- [Records supplied]
|---|

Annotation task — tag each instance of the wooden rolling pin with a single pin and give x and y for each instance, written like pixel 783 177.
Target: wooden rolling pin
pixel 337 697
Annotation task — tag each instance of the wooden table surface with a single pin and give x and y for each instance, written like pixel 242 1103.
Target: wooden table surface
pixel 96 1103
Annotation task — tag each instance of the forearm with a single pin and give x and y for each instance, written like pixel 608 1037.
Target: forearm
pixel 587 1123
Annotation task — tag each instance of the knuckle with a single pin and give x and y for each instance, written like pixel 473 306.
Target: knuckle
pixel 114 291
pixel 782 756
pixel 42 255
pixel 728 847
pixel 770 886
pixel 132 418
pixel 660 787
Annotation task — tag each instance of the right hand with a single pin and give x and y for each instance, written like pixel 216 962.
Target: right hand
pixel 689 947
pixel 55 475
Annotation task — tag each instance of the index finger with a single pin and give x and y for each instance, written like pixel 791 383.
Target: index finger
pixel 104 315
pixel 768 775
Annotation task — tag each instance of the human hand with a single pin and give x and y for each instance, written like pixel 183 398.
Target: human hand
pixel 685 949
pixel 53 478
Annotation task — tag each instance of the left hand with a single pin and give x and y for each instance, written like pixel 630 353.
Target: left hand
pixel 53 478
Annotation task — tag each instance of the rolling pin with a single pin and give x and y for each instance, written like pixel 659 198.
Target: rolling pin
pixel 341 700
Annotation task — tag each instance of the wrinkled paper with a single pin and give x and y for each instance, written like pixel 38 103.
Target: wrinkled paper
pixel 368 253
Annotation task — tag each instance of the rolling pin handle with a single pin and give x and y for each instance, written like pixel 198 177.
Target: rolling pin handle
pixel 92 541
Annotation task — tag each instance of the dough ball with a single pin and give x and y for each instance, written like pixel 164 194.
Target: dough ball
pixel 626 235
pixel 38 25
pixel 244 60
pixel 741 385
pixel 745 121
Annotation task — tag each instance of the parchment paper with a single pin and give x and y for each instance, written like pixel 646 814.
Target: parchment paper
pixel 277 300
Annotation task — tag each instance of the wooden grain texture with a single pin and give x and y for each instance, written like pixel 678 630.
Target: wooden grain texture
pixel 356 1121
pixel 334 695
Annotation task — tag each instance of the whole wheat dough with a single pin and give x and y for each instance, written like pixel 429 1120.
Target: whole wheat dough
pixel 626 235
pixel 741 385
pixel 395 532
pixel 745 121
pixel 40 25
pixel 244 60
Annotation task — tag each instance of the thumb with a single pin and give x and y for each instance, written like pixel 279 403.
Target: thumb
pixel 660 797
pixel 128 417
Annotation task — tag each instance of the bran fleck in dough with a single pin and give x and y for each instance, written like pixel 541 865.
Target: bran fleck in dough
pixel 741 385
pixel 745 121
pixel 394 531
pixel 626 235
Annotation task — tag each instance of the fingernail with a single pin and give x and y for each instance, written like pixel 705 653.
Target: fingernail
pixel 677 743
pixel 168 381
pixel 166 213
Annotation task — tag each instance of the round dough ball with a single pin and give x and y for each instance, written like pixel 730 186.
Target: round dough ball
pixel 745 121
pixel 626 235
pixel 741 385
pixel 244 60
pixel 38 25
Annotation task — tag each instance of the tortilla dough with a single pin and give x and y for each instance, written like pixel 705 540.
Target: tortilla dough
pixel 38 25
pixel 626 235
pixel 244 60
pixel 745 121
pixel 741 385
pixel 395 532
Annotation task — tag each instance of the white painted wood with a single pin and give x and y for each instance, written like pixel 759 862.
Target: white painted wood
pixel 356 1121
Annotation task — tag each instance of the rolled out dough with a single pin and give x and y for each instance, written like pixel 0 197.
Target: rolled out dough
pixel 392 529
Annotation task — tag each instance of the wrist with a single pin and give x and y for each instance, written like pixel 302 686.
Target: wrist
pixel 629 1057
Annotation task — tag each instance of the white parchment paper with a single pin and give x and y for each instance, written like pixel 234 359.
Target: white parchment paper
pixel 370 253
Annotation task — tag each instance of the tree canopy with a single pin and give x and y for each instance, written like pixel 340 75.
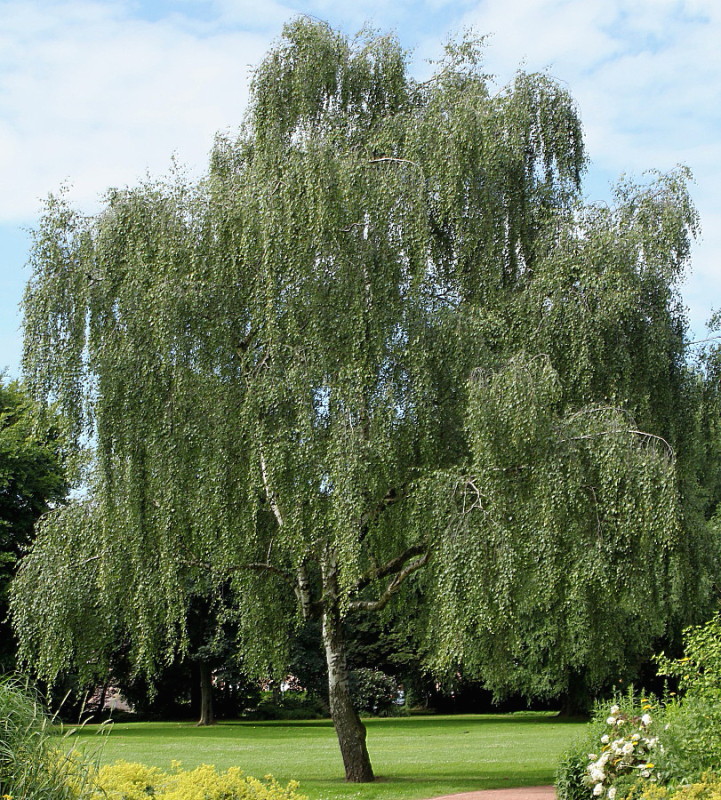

|---|

- [Task goal]
Scale the entries from the start through the line containing "pixel 587 1123" by giving all of those lines again, requests included, with every pixel coordinate in the answers multiplied by 0.5 and rounded to a whole number, halves rounded up. Leave the numbers in the requests and their format samples unchanged.

- [Answer below]
Annotation task — tag each instance of the wooden rolling pin with a single pin and give x and y for each instance, written like pixel 783 177.
Target: wooden rolling pin
pixel 169 349
Annotation task — tag each instance of the wooden table surface with a single pin and give x and y for each instance, written like pixel 242 1103.
Target: wooden table surface
pixel 48 552
Annotation task — tag each instance of the forearm with a single pin and give x and y for each instance, written like pixel 608 1037.
Target: forearm
pixel 294 562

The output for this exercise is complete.